■ Material shown

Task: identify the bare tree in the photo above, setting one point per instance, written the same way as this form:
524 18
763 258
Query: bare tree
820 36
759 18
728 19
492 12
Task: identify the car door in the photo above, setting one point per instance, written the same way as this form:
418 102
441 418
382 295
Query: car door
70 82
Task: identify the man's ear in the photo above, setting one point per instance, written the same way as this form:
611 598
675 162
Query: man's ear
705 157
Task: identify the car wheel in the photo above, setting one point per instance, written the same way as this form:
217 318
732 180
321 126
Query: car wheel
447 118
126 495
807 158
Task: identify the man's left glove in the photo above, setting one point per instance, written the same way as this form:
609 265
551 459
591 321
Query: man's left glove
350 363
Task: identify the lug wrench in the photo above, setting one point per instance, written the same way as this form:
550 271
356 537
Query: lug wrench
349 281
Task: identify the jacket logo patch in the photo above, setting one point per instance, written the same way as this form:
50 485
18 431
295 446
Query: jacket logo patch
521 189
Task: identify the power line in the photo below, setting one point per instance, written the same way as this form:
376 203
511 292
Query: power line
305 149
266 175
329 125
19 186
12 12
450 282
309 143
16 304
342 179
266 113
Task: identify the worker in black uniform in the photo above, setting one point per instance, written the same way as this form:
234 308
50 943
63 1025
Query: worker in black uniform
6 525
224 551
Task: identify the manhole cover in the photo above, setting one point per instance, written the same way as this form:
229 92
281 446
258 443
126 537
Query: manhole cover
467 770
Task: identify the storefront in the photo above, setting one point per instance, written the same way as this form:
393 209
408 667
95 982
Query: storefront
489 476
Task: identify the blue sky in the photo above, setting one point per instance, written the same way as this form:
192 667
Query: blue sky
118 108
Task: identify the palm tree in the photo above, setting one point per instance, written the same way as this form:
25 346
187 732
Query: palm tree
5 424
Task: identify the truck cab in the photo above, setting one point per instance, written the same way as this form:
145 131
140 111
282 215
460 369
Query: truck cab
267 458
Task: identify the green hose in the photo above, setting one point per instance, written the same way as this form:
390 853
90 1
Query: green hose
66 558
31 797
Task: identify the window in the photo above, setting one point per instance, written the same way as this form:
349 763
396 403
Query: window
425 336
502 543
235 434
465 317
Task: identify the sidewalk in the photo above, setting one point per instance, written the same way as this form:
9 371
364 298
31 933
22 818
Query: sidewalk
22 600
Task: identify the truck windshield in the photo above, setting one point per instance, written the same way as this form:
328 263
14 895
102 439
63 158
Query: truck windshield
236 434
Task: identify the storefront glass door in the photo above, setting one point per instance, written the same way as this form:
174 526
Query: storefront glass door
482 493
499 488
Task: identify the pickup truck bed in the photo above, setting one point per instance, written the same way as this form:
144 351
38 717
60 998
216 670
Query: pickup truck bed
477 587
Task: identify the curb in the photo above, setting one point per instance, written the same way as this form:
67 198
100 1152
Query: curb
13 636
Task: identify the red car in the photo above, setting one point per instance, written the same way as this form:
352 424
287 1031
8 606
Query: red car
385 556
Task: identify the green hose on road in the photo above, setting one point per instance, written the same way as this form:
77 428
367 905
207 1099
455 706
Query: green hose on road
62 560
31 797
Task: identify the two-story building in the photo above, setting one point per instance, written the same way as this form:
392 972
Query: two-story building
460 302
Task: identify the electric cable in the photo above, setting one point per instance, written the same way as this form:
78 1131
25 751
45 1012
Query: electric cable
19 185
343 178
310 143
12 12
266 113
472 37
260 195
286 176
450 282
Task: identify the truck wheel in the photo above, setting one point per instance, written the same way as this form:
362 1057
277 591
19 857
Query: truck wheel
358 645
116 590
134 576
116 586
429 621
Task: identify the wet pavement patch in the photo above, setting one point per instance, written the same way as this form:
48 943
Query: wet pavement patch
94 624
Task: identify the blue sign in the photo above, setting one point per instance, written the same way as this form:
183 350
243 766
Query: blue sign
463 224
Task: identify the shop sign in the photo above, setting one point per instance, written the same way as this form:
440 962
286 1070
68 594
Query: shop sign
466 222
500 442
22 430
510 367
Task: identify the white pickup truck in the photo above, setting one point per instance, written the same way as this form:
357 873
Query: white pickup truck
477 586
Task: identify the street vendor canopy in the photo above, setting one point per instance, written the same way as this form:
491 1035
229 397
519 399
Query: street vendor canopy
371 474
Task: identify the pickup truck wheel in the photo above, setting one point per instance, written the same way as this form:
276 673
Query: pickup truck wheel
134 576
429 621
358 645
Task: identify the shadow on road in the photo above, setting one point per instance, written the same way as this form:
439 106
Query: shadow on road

■ What this task involves
For this exercise, set down all of the entries again word for word.

■ Answer box
Task: identify the bare tree in the photo above, setting one point per instance, written the same way as this form:
524 18
763 258
Query: bare tree
820 36
759 18
728 19
492 12
Task: identify the car door in the photo above, setting one point per instance, written the same way as this form:
418 102
441 418
382 295
Query: car door
70 82
Task: identify the man's ear in the photo above, setting one point per instance, written the same way as this form:
611 598
675 162
Query: man's ear
705 157
Task: identify the car wheel in the photo above, setting one point per instance, written the same way as this form:
217 318
732 180
321 126
Query: car wheel
447 118
126 495
807 158
Task: identify the man's left glove in the photo above, setting one point per instance, written the same way as this form:
609 265
551 459
591 321
Query: man's left glove
350 363
Task: identify the lug wrench in the photo above, setting one point per instance, written the same way as this form:
550 271
356 537
Query: lug wrench
349 281
Task: identify the jacket logo patch in the photo above, setting one point per instance, written the same way as this form:
50 485
18 431
295 446
Query: jacket logo patch
521 189
Task: identify the power line in the photo below, setting one point per instance, written the same way as this form:
376 203
511 292
Query: power line
305 149
266 175
329 125
19 186
12 12
450 282
309 143
16 304
342 179
266 113
Task: identify the worker in black uniform in the photo above, setting one point per instance, written the same way as this form:
234 308
50 943
63 1025
Query: worker in black uniform
6 525
224 551
Task: identify the manhole cover in the photo above, setting one point per instance, written the same way as this form:
229 92
281 446
258 443
126 537
Query: manhole cover
467 770
Task: identify the storefront in the photo above, setting one point per instance, written the same way as this form:
393 209
408 667
95 982
Query: storefront
489 476
Task: identify the blue sky in the photo above, setting one point per instance, written the same way as this form:
192 667
Query: blue sky
118 108
Task: identify the palm tree in the photo above, setting one point per instance, written the same way as this form:
25 346
187 732
Query: palm tree
5 424
Task: identify the truck cab in the photo above, setting one point per instance, written the same way as this form:
145 131
140 111
282 215
460 369
Query: truck cab
267 458
Task: identify the green hose in the photo above, setting one point per instance, written the same way as this form:
390 853
90 1
Query: green hose
66 558
31 797
Task: identify the window in the photo above, setting one point per instance, written the same way as this form:
349 763
396 403
Query: window
425 336
502 543
235 434
465 317
Task: identify the sidewalk in the photo above, setting one point per instance, written the same way as this form:
9 371
364 298
31 933
22 818
Query: sidewalk
22 600
Task: identify the truck windshield in the photo above, setting one point per instance, written the same way as this form:
328 263
14 895
102 439
63 158
Query: truck windshield
236 434
Task: identify the storefront glass door in the photo above, setting one point per instance, written the same way as this form:
174 526
Query: storefront glass door
482 493
499 488
Task: identify the pickup truck bed in the photo above, setting one point per instance, written the same way as this form:
144 351
38 717
60 998
216 670
Query: pickup truck bed
477 587
Task: identify the curb in the photo above, setting one point per instance, written the same way as this form:
67 198
100 1152
Query: curb
13 636
Task: identify the red car in the photo above, setting one point per instance, written the same way as this form:
352 424
287 1031
8 606
Query: red car
385 556
Task: identify the green hose on road in the photo above, setting one point per instance, written the same way as this form:
77 428
367 905
207 1099
455 706
Query: green hose on road
62 560
31 797
Task: identify the two-story building in the photo above, setting one point per instance, written the same way as this form:
392 972
Query: two-story building
460 302
Task: identify the electric cable in the photo above, setting one point per instance, written the same way as this form:
78 1131
25 751
45 1012
Query: electric cable
19 185
343 178
310 143
12 12
266 113
472 37
260 195
286 176
450 282
Task: identify the truck wheel in the photo above, setting one point per instance, written the same way as this form:
362 1057
277 591
19 857
Query: truck wheel
358 645
116 590
134 576
116 586
429 621
Task: identify the wet pavement patch in the photo above, setting one point per instance, written the same way as this form:
48 943
Query: wet pavement patch
94 624
Task: identify the blue sign in the photo above, setting one point per instance, written the same way as this form:
183 350
243 766
Query: blue sign
463 224
Task: identify the shop sign in the photo above, setting one point per instance, written the same way as this form:
440 962
286 1070
68 594
Query: shop sign
466 222
500 442
22 430
510 367
Task: identify the white pickup truck in the photo above, setting one point per instance, written the same way as this form:
357 873
Query: white pickup truck
477 586
Task: identify the street vendor canopy in the photo above, setting one point per instance, written the same way as this form:
491 1035
229 397
519 399
Query: street vendor canopy
371 474
Task: identify the pickup truck wheel in the photo above, setting one point per instance, written the same way as this form:
276 673
Query: pickup truck wheel
134 576
429 621
358 645
Task: identify the shadow on road in the photo above, setting one point per instance, written the same way as this form:
439 106
Query: shadow on road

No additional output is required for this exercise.